▸ **Explore the material**:
a) Answer these questions about the post on the bobcat's transport, one answer per line, marked the same way:
(i) At what event did Roger take his test to become a rehabber?
(ii) Where did the writer meet Roger to take the cat?
(iii) Who is Kayla?
b) List every person the post on the bobcat's transport names.
c) Write the next part of the post about the bobcat's transport, picking up after its final sentence.

▸ **Document section**:
★ ★ ★ ★ ★
Somers Animal Hospital did a great job on this cat. Check out their website, www.somersanimalhospital.com and be sure to drop them an email thanking them for what they did to stabilize the bobcat. Many vet clinics do not want to deal with wildlife, this vet clinic went above and beyond. I am impressed: check out the bear surgery photos on their site...awesome. I agreed to help and said that I would start to figure out transportation to our facility. I instantly emailed Kim and Karen, two wildlife rehabbers that I greatly respect in the Rhinebeck area to ask if they would help with this cat. Kim and Karen were the wildlife rehabbers that caught and brought Oscar to me last year. They agreed to pick the cat up at Somers Animal Hospital and meet Roger to transport the rest of the way up to me. Roger is a new wildlife rehabilitator. He is also the man that saw Oscar laying along the road last year and stopped to see if he could be saved. He took such an interest in Oscars recovery that he visited, sent checks and took his test to become a rehabber himself this past fall at the Wildlife Rehabilitators Conference in Lake George.
Roger agreed to meet Karen, transfer this cat into his car and drive another hour to meet me at a convenience store by the Rip Van Winkle Bridge. We did that last night. I really appreciate the help from Kim, Karen and Roger. I appreciate that Kayla, one of our High School volunteers, came along with me for the ride. No one can do Wildlife Rehabilitation without a network of friends and help. They know that I would transport the other direction towards them if needed. It is easier to have 3 people drive an hour each way than force one person to make a 6 hour round trip. I still need to get a transportation chain linked between our facility to Cornell. I know that if we could shuttle raptors and wildlife easier between the Wildlife Health Center at Cornell and NY Wildlife Rescue Center that they could fix and I could rehabilitate many more animals that really don't have a place to go to heal for several months.
★ ★ ★ ★ ★
▸ **Information provided**:
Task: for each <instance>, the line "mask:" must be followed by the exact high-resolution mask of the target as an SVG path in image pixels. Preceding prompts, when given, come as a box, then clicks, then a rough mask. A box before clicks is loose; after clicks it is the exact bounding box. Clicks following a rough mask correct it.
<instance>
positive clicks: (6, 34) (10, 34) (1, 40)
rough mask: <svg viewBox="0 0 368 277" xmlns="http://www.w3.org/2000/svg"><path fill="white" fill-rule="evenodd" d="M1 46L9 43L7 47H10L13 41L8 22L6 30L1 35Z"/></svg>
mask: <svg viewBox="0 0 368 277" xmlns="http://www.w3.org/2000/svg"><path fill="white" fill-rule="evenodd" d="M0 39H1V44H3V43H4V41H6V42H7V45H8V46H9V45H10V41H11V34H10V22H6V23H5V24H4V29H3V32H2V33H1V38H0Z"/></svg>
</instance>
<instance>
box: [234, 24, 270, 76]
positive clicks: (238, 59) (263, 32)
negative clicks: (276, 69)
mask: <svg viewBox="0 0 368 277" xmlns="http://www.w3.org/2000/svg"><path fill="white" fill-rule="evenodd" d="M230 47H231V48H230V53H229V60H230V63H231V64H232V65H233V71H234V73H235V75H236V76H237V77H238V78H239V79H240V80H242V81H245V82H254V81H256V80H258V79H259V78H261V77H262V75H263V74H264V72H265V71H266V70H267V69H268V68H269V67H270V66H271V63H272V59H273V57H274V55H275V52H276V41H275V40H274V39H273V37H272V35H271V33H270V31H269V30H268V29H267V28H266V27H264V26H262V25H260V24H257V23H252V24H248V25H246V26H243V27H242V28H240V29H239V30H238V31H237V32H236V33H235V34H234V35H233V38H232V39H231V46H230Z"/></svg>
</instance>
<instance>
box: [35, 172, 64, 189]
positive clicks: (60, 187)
★ ★ ★ ★ ★
▸ **Set of answers**:
a)
(i) The Wildlife Rehabilitators Conference in Lake George.
(ii) At a convenience store by the Rip Van Winkle Bridge.
(iii) One of the High School volunteers.

b) Kim, Karen, Roger, Kayla

c)
This new Bobcat, that I've been calling "Deja Vu" (I don't name wildlife), was pretty out of it last night. He has head trauma, a dislocated leg, and nerve damage in another leg. I don't think that Deja Vu is as messed up as Oscar was with his fractures. I got the bobcat settled in last night when we got home, he hasn't eaten in two days since the accident. Bobcats don't like commercial cat food if given a choice. I feed all of our bobcats the same defrosted dead rats that I feed the raptors. I gave him a couple last night and I didn't see the rats this morning but it was kind of hard to tell if they were in his cage or stomach with him attacking the sides of the cage. Tonight we will try some defrosted mice....yum. I like mice, they are easy to sneak his meds into.
I am excited to have the honor to save another Bobcat. I know that it is going to be expensive and time consuming but I like a challenge. I needed something to keep me busy until Orphan Season starts in another month. Now since I have something to write about, I will try to get blogging again. I will also try to get a photo of "Deja Vu" up on the blog asap, Roger took a couple last night. This bobcat is bigger than Oscar. Oscar was 17 pounds the day he was hit by a car, this bobcat is almost 24 pounds. I will also try to find out the details of the accident.
Be back soon, Thanks for your continued support.
PS: thanks to Karen LeCain for donating the pictures of "Deja Vu".